According to the American Cancer Society (ACS), colorectal cancer is the third most commonly diagnosed cancer, not including skin cancers. Now new research published in the journal Cancer shows that more young people are being diagnosed with the disease than ever before.
"Several studies have shown that the rates of colorectal cancer in younger adults have risen slowly in the U.S. since the 1970s," says senior author Dr. Boone Goodgame. "[B]ut, for practicing physicians, it feels like we are seeing more and more young people with colorectal cancer now than we were even 10 years ago.”
Goodgame is an assistant professor in the departments of internal medicine and oncology at the University of Texas at Austin. He and his team analyzed National Cancer Database data and determined that even within the last several years, younger patients are receiving diagnoses of the disease. In 2004, 10% of colorectal cancer diagnoses in the U.S. were in people under the age of 50. That percentage had jumped to 12.2% in 2015.

_GOAL OF THE EXERCISE:_ Copy out the colorectal cancer article word for word, from start to finish. You can skip the records; they aren't needed here.

_DATA SHOWN:_
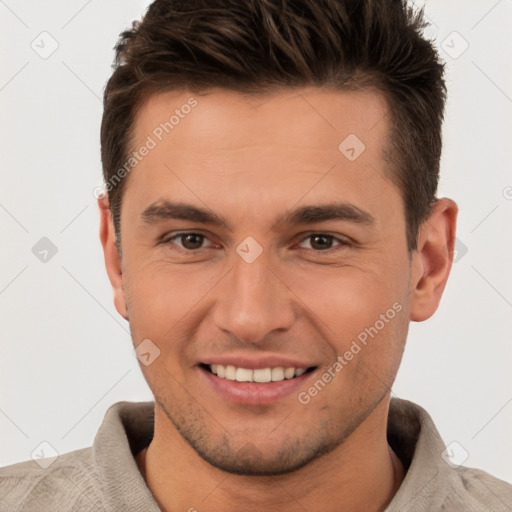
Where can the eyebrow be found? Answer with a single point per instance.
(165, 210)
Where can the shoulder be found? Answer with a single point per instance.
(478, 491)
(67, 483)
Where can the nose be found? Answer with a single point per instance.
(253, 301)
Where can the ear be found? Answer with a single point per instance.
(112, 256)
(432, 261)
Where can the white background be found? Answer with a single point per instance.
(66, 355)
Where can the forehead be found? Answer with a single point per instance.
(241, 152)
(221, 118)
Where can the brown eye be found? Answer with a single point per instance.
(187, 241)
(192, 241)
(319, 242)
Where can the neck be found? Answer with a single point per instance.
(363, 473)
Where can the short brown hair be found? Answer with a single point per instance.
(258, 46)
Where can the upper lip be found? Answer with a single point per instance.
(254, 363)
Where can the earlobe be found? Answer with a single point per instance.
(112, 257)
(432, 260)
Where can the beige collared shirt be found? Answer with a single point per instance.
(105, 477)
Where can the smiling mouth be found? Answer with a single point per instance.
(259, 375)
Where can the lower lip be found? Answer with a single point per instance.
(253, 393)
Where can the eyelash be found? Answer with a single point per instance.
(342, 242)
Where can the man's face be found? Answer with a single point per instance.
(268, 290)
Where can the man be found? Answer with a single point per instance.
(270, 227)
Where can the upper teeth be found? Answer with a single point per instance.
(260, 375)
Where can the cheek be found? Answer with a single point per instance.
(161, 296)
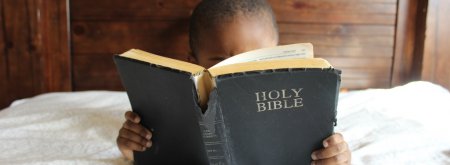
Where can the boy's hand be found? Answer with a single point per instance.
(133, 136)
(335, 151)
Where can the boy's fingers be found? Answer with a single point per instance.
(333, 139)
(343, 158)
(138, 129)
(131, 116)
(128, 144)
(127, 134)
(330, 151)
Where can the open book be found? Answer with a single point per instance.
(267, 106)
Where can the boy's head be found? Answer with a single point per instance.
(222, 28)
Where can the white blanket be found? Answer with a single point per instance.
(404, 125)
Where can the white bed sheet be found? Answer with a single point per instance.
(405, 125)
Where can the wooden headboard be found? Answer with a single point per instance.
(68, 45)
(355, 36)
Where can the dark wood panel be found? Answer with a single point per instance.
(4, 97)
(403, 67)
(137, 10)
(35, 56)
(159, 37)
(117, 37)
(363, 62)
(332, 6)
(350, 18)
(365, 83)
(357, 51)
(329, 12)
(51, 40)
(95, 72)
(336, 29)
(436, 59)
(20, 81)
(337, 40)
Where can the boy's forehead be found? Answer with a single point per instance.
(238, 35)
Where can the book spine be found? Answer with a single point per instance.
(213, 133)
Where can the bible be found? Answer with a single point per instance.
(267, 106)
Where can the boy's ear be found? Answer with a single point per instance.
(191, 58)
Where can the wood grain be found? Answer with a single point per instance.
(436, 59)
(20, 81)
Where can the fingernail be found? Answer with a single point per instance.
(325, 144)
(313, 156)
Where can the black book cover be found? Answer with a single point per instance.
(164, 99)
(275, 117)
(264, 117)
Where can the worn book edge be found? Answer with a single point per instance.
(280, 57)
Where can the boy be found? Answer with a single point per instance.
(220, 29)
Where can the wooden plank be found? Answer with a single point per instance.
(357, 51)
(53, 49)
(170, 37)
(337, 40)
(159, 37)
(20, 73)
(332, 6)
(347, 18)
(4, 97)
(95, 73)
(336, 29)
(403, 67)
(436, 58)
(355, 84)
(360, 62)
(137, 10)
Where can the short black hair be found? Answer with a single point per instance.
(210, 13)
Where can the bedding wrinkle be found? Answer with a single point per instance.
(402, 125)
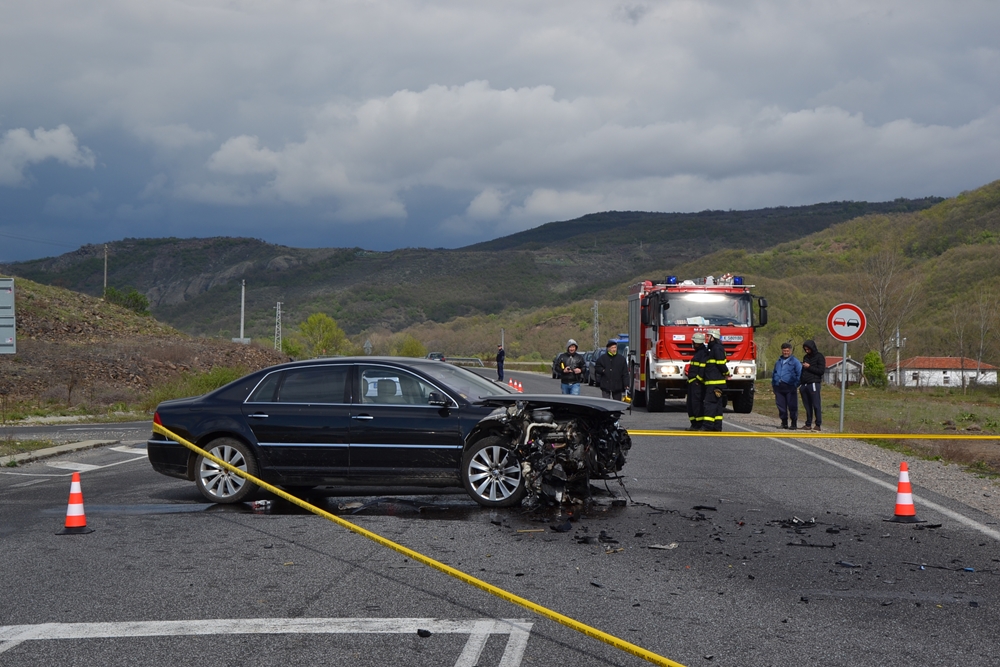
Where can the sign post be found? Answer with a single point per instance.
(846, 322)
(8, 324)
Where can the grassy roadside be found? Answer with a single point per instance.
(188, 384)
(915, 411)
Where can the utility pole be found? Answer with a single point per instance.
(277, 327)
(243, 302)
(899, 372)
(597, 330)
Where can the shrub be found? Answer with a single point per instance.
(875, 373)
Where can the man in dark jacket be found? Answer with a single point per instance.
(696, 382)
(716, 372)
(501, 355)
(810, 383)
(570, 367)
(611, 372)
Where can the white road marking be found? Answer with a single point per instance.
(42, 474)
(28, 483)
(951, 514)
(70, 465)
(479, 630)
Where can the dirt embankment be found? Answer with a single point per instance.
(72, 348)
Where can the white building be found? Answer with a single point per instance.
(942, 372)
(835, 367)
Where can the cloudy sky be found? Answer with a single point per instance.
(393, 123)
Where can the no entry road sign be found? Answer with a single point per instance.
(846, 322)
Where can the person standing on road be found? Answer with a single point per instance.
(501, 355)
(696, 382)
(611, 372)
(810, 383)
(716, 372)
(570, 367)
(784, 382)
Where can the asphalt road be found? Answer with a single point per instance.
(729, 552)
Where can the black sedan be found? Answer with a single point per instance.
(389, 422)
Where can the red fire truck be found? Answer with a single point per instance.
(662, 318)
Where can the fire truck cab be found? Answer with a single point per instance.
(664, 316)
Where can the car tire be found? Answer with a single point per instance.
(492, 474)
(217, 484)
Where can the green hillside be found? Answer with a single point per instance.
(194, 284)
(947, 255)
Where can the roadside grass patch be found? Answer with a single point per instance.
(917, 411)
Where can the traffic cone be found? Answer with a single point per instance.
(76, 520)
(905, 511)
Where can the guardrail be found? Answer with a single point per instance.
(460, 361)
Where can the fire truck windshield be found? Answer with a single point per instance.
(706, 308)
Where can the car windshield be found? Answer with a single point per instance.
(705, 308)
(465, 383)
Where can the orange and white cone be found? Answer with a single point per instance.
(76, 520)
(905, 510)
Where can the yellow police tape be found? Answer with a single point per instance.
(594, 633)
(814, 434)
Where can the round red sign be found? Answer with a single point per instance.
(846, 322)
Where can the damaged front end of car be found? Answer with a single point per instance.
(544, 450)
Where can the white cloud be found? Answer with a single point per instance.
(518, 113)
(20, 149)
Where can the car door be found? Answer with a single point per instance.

_ANSWER TO THE EXERCISE:_
According to the American Cancer Society (ACS), colorectal cancer is the third most commonly diagnosed cancer, not including skin cancers. Now new research published in the journal Cancer shows that more young people are being diagnosed with the disease than ever before.
"Several studies have shown that the rates of colorectal cancer in younger adults have risen slowly in the U.S. since the 1970s," says senior author Dr. Boone Goodgame. "[B]ut, for practicing physicians, it feels like we are seeing more and more young people with colorectal cancer now than we were even 10 years ago.”
Goodgame is an assistant professor in the departments of internal medicine and oncology at the University of Texas at Austin. He and his team analyzed National Cancer Database data and determined that even within the last several years, younger patients are receiving diagnoses of the disease. In 2004, 10% of colorectal cancer diagnoses in the U.S. were in people under the age of 50. That percentage had jumped to 12.2% in 2015.